### EXTRACTED MATERIAL
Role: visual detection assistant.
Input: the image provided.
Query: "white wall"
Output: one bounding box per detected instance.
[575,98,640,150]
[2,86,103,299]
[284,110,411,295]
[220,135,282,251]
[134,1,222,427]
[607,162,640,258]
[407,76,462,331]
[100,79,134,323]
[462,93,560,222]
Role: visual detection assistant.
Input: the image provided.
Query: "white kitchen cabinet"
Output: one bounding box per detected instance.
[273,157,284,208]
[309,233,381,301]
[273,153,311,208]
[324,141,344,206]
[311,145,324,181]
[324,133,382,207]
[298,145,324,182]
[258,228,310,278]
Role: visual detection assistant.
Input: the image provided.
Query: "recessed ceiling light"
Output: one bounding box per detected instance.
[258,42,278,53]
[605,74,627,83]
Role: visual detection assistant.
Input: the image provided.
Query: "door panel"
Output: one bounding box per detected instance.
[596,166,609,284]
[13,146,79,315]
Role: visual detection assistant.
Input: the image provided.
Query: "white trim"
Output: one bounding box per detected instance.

==

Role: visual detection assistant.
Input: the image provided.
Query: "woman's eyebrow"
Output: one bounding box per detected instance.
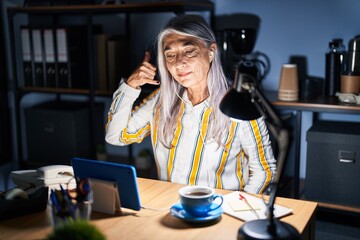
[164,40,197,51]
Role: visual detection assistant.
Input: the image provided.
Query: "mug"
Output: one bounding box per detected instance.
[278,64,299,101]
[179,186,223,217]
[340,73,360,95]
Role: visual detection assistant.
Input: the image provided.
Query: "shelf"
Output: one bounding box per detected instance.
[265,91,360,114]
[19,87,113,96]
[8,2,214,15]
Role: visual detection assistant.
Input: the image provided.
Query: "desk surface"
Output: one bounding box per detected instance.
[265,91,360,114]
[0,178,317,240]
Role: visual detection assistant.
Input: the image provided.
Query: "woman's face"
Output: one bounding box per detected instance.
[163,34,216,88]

* * *

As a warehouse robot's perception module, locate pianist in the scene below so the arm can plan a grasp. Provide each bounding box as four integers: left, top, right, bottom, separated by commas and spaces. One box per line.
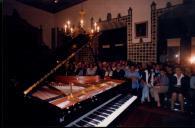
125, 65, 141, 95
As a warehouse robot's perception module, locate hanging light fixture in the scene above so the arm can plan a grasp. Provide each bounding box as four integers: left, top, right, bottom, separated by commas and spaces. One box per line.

### EXERCISE GOAL
Pick out every line in the data above that contains the string "plan", and copy each of those lines in full. Case counts when matching.

### WRITTEN REPLY
As a warehouse robot's perception module, locate pianist in the scene below so the arm can plan a grasp. Provide each bounding box as four integers: left, top, right, bottom, separated by commas and spaces. One box per line.
As a warehouse robot's perception module, locate hanging light fixture in the scene above so the arm can plan a grasp. Provide each bounding box as four integers: left, top, right, bottom, separated by commas and spaces. One box per line.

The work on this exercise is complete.